> [RECORDED INFORMATION]:

>>>>

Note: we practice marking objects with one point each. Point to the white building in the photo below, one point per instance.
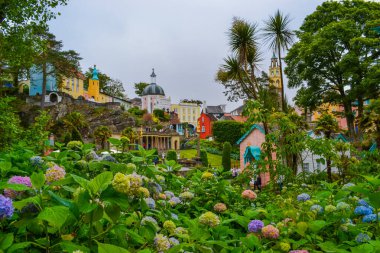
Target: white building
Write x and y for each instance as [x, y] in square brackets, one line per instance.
[153, 96]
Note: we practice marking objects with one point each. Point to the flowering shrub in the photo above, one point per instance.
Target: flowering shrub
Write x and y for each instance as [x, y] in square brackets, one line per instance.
[17, 180]
[248, 194]
[6, 207]
[255, 226]
[270, 232]
[209, 219]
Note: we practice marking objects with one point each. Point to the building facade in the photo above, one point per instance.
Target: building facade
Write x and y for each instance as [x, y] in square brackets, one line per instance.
[204, 126]
[153, 97]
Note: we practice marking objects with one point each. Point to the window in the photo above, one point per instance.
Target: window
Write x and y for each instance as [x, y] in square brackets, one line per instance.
[306, 167]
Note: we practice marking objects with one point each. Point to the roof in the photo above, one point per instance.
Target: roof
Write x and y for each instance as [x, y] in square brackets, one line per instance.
[153, 89]
[253, 127]
[251, 152]
[214, 109]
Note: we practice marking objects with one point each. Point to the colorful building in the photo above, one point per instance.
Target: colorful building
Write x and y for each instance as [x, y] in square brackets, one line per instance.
[187, 112]
[73, 86]
[153, 97]
[204, 126]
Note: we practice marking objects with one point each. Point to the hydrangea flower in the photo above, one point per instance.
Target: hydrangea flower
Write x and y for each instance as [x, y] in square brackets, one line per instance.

<<<<

> [WHAT TO WORK ON]: Repeat the items from the line holding "to the building" through the end of the items, inclusive, with "instance" swapped for "occurrence" and nothing else changed. Give only those lines.

> [EXERCISE RESPONSE]:
Note: we practice marking objects with one point each. Point to the building facade in the photo above, one point per occurrence.
Target: building facade
Write x and y for each occurrence as [x, y] in square brackets, one line per occurrence.
[204, 126]
[153, 97]
Note: we practice marking objects with one point each. Point to the window in the photo above, one point per occurrence.
Target: window
Write x and y for each occurrence as [x, y] in square brackets, one line per occurrence.
[306, 167]
Note: we practice marking objects with one point each. Point to the roof in the photo above, one point per occurrence.
Target: roof
Write x and y for each occurrence as [x, y] in square brackets, one line per occurrence.
[153, 89]
[253, 127]
[251, 152]
[214, 109]
Note: we practice marking objects with one point each. Point to the colorful building in the photo above, one point per occurrence.
Target: colorful building
Write x and y for each occurrence as [x, y] in square brackets, one line per occurrence.
[187, 112]
[73, 86]
[153, 97]
[204, 126]
Note: we practice marking objects with one point each. Point to the hydrangea flower in the photo above, one point per occurrence.
Target: hydrangea flower
Write x and y for each occurrence as [x, y] in square brackets, one line per occurrence.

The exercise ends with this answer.